__Exercise goal__.
Please retype the records below exactly as they appear, but leave out the pictures.

◆ ◆ ◆ ◆

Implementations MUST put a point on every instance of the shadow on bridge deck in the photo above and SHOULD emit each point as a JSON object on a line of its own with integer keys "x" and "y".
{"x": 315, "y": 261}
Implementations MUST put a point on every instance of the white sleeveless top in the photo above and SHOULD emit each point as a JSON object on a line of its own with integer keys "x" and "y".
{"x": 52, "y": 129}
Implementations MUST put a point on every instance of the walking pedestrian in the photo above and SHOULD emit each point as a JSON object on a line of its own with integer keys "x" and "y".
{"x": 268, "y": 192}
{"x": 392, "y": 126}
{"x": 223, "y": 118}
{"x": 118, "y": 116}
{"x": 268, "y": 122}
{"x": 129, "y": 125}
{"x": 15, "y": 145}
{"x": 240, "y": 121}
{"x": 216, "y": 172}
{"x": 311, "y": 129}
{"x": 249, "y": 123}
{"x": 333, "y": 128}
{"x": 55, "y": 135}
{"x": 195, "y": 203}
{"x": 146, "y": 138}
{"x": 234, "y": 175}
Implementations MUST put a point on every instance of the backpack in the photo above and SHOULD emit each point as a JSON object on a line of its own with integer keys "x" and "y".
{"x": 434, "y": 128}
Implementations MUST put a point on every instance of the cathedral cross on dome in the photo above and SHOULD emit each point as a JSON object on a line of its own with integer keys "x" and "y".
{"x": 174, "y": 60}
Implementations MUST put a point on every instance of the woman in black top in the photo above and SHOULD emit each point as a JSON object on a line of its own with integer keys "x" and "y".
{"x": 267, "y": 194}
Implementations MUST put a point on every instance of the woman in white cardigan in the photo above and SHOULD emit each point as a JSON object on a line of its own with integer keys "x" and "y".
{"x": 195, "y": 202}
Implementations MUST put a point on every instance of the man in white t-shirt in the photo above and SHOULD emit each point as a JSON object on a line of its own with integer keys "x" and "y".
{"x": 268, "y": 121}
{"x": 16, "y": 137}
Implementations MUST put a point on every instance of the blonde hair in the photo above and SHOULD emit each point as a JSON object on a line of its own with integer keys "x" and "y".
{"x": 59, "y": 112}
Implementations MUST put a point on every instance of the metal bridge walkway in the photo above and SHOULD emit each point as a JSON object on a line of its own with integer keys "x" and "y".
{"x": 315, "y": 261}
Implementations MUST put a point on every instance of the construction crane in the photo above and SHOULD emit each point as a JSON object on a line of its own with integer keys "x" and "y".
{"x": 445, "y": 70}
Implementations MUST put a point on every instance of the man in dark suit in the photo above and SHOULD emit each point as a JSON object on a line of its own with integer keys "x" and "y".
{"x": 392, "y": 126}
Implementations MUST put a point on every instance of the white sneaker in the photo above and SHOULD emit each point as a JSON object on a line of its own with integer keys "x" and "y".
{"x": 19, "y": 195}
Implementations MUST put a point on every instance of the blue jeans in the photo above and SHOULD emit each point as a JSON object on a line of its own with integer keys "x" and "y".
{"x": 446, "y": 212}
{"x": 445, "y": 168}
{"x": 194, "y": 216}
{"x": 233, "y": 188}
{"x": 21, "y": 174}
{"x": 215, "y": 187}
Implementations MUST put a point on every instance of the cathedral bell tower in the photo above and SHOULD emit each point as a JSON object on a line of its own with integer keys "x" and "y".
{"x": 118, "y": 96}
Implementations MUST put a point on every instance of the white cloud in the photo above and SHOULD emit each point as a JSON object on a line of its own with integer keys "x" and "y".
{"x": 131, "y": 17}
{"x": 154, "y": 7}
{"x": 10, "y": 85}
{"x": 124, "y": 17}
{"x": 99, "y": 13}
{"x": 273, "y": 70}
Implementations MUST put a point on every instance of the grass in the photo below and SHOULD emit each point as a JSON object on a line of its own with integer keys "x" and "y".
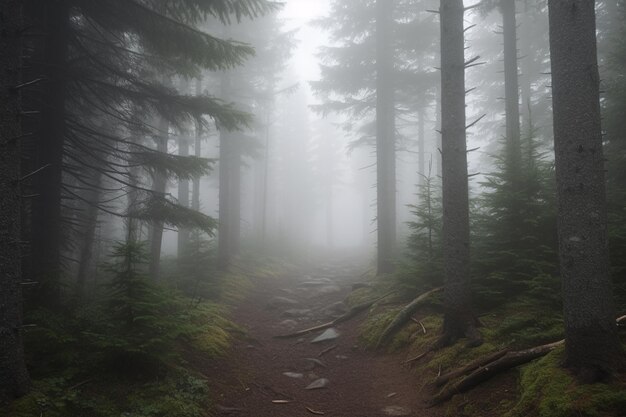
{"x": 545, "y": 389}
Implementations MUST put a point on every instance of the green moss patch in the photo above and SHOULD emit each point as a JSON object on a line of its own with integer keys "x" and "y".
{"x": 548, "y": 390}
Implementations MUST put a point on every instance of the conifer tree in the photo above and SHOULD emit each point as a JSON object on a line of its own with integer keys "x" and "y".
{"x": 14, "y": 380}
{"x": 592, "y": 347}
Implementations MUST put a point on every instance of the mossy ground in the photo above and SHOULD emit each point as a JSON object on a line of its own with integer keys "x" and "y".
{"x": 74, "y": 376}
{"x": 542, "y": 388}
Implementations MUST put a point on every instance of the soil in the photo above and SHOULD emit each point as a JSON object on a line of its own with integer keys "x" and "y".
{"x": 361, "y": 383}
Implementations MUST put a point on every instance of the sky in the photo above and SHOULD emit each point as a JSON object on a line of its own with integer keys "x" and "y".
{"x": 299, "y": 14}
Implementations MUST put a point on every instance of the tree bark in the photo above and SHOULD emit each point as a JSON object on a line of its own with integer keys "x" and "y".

◆ ◆ ◆ ◆

__Answer section__.
Implementations MUST put a point on every instance of the shadow on bridge deck in the photo above and SHOULD emit each point as a JSON object on a line of its own with integer keys "x" and "y".
{"x": 315, "y": 261}
Implementations MUST put a point on every instance of the white sleeveless top in the photo above and SHOULD emit each point as a JSON object on a line of its own with integer keys "x" and "y".
{"x": 52, "y": 129}
Implementations MUST put a point on every instance of the walking pedestrian in the photo above and SHOULD emit each point as a JSON object on a line of its own with integer keys "x" and "y".
{"x": 268, "y": 192}
{"x": 392, "y": 126}
{"x": 223, "y": 118}
{"x": 118, "y": 116}
{"x": 268, "y": 122}
{"x": 129, "y": 125}
{"x": 15, "y": 145}
{"x": 240, "y": 121}
{"x": 216, "y": 172}
{"x": 311, "y": 129}
{"x": 249, "y": 123}
{"x": 333, "y": 128}
{"x": 55, "y": 135}
{"x": 195, "y": 203}
{"x": 146, "y": 138}
{"x": 234, "y": 175}
Implementations MUST put a point on every instance of the backpack in the photo above and SHOULD emit each point as a JSON object on a line of its own with integer keys "x" and "y".
{"x": 434, "y": 128}
Implementations MUST put a point on every instance of the cathedral cross on dome in the photo above and SHOULD emit each point as a JSON object on a line of its own with integer keys "x" and "y".
{"x": 174, "y": 60}
Implementations MUST put a point on every instance of the woman in black top in the photo above and SHOULD emit each point as a JSON object on a line of its own with integer keys "x" and "y".
{"x": 267, "y": 194}
Implementations MUST put a point on every instance of the woman in white cardigan in the photo above and SHOULD emit each point as a JSON object on a line of its own with integer keys "x" and "y".
{"x": 195, "y": 202}
Implementations MUST put a point on every instance of the man in white t-shirt in the photo above and SHOULD emit each point as a JSON object on a line of its own with integer keys "x" and "y".
{"x": 268, "y": 121}
{"x": 16, "y": 137}
Implementations MUST put a point on every instance of the blonde hair in the photo above and SHOULD emit each point as a JSON object on a line of its own with integer keys "x" and "y".
{"x": 59, "y": 112}
Implementations MUST put a point on every instance of the metal bridge walkway in the photo above and SHOULD emit each point as a JSON object on a line of its own with integer keys "x" and "y".
{"x": 315, "y": 261}
Implementations MUST put a point on every instance of the construction crane in the photo above and SHOULD emit each point as a JSON object on a line of its own with integer keys "x" and "y".
{"x": 445, "y": 70}
Implementations MUST put a point on every instance of the man in dark suit in the photo above and SHOULD emit each point as a JSON object on a line of its own with integer keys "x" and "y".
{"x": 392, "y": 126}
Implementations MUST put a point on every instance of the white sneaker in the photo above and SHOULD emit each point as a JSON object on a line of its own with integer keys "x" and "y".
{"x": 19, "y": 195}
Implementations MUST put a point on every instance of the blue jeans in the photo above and SHOULD emit each point as a JSON object on a line of its own with integer keys "x" and "y".
{"x": 446, "y": 212}
{"x": 445, "y": 168}
{"x": 194, "y": 216}
{"x": 233, "y": 188}
{"x": 21, "y": 174}
{"x": 215, "y": 187}
Implementations MUST put a point on every instance of the cathedral bell tower in the photo above and SHOULD emit each point as a JSON object on a line of its own with integer keys "x" and "y".
{"x": 118, "y": 96}
Implementations MUST put a point on every instance of the white cloud in the photo above and SHOULD emit each point as a JSON object on a line of its own with integer keys "x" and "y".
{"x": 131, "y": 17}
{"x": 154, "y": 7}
{"x": 10, "y": 85}
{"x": 124, "y": 17}
{"x": 99, "y": 13}
{"x": 273, "y": 70}
Implementations MUST put a point on every instance of the grass in the photo below and SHOULD emit each point as a JSON object on a line of its own with integer keys "x" and "y".
{"x": 545, "y": 389}
Implementations MUST put a point on every instance of the green moss patch in the photo above and SHOULD emit each point as a JSON object on a line of its own with integer keys "x" and "y".
{"x": 548, "y": 390}
Implementations MUST put a point on every instance of the conifer tree in the photo above and SHOULD emit each point as a JSON object on a line of its own with integer keys "x" and "y".
{"x": 14, "y": 380}
{"x": 592, "y": 347}
Implementations MUST put a point on every instance of the mossy ground in the photo above and SHOULD emit each point as a JSON object on a line of its own with integer keys "x" and "y".
{"x": 74, "y": 376}
{"x": 542, "y": 388}
Implementations MUST put a point on every instance of the soil in the photo above and SHOULD emit each point as a JSON object on a line of its own with integer keys "x" and "y".
{"x": 361, "y": 383}
Implementations MUST put a point on every instance of the sky in the photo above and SHOULD emit each point as a JSON object on a line of its own with integer keys "x" and "y".
{"x": 299, "y": 14}
Implementations MUST put a point on every instance of the tree bark in the photo above and SHOULD emit each point as a JSON object on a line of its own with integer keys "x" and "y".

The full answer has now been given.